### [SET EXERCISE 1]
In the account of the Pope's death, who actually found the Pope's body?
### [SET EXERCISE 2]
Copy the part of the account of the Pope's death between "The official version" and "in the mornings.", inclusive, swapping "coffee" for "tea".

### [PAGE EXTRACT]
·····

The official version was that the Pope had been found dead by his male secretary, Monsignor McGee, when the truth is that he was found by Sister Vincenza, one of the nuns who regularly brought him coffee in the mornings.

The Vatican later admitted that they lied, but they said they had a reason for lying. In order to allay the suspicion that a nun might have entered the Pope's bedroom, but that contradiction between the facts of Sistema Incensa helped to create suspicion surrounding the death, suspicions that they were trying to cover up something major and untoward.

To find out if the Vatican was trying to cover up something major and untoward, Philip requested an interview with Sister Vincenza to see what she remembered about the morning she found the Pope's body. She obviously was a key figure in the reconstruction of what had happened. And I called the convent that she was living in at that time, which was somewhere in the mountains in the north of Italy. And I was told that she'd

wouldn't speak to the press, so there's no point in my coming to try and interview her. After hitting that dead end, Philip went to see the man the Vatican had originally said found the Pope's body, his secretary, Monsignor John McGee. I made contact with McGee, and then he agreed with some reluctance to speak to me, and I went and interviewed him in an office in the Vatican.

He seemed very tormented in talking about the circumstances of the Pope's death, very sort of conflicted about what had happened and not very forthcoming. And my impression after the conversation with him was that he was holding back some terrible secret, such as that the Pope had been murdered.

The Vatican had said that Pope John Paul died of a heart attack, so Philip went to talk to the Pope's doctor. He had visited John Paul I in the Vatican to check up on his health situation, and his way of expressing his view of the Pope's health at that point was "non stabene, stabenone."

He's not well. He's very well. Finally, Philip started reading news reports from around the time of the Pope's death. That's when he stumbled across an interview with the Vatican embalmers. September 29th, 1978, the Italian National Associated Press Agency. The two Signeracci brothers, Ernesto and Arnaldo, were awoken this morning at dawn, and the five were collected from their homes by a Vatican car, which took them to the mortuary, where they began the operation.

A 5 a.m. pickup by a Vatican car means that whoever made the call to the Signoracci brothers did so very close to the time the Pope's body was found. David Yallop suspected that the person who made that call may have wanted the embalmers to help cover up the real cause of death, namely that the Pope was poisoned. So Philip went to speak with the Signoracci brothers.

·····

### [SUPPLIED ENTRIES]

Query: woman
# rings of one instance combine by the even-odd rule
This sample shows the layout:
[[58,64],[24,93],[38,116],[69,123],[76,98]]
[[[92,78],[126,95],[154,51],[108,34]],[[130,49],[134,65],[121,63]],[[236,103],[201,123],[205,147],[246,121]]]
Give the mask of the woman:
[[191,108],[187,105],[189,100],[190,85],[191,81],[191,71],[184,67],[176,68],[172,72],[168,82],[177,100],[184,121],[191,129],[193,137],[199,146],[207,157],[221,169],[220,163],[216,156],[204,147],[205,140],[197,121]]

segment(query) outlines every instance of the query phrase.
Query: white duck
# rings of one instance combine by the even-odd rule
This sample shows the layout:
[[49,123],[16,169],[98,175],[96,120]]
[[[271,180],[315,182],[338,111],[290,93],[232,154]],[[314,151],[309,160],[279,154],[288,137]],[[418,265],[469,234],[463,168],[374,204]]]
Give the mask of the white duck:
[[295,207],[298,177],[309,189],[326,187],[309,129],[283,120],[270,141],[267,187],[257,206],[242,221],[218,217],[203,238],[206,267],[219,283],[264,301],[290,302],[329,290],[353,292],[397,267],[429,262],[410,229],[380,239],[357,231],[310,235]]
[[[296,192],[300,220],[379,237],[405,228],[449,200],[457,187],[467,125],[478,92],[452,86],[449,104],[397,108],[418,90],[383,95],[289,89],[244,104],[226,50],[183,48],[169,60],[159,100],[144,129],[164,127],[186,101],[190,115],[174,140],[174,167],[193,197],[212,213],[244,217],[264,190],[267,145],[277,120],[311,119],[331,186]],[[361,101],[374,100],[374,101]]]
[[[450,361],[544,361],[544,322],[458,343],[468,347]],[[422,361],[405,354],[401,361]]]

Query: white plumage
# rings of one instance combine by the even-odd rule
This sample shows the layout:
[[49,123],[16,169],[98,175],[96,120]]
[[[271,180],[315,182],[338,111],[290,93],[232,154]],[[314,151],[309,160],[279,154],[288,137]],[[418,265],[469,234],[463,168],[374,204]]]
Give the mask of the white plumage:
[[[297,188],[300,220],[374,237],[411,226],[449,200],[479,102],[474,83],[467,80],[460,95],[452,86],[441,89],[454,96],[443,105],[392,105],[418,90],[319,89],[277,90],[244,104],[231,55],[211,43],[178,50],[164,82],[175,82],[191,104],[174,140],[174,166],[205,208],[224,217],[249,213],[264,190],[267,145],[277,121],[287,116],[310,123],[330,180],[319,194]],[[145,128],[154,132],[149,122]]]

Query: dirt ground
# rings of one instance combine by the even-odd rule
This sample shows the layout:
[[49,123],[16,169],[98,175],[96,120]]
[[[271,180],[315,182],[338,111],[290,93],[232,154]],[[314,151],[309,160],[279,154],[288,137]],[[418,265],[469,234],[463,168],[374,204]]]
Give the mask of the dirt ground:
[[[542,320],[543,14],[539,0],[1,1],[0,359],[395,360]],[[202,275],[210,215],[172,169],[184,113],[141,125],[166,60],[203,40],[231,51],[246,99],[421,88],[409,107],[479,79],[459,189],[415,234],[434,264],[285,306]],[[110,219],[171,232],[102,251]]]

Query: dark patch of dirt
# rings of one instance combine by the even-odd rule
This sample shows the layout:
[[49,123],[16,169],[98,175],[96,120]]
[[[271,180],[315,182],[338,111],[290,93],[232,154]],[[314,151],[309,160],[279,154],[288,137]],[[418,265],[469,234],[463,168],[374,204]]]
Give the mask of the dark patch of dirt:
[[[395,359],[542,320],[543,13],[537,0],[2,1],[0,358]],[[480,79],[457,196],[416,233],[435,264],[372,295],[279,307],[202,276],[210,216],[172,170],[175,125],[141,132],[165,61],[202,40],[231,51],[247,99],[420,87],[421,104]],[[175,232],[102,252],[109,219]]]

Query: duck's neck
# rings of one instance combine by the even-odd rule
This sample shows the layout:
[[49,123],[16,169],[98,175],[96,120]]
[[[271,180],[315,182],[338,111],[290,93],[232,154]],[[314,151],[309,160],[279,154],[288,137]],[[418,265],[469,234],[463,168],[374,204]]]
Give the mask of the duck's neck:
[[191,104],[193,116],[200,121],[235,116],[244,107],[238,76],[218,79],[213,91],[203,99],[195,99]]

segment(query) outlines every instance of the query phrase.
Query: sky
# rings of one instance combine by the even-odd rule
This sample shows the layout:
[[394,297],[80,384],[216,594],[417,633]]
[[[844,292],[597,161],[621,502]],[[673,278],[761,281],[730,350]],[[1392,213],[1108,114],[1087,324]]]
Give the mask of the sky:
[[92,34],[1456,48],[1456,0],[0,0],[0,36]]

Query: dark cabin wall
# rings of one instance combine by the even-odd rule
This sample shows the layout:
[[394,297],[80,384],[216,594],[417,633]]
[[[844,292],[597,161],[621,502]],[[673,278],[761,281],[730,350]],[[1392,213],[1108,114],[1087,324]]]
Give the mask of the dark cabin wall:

·····

### [WORKED ANSWER 1]
Sister Vincenza, one of the nuns who regularly brought him coffee in the mornings.

### [WORKED ANSWER 2]
The official version was that the Pope had been found dead by his male secretary, Monsignor McGee, when the truth is that he was found by Sister Vincenza, one of the nuns who regularly brought him tea in the mornings.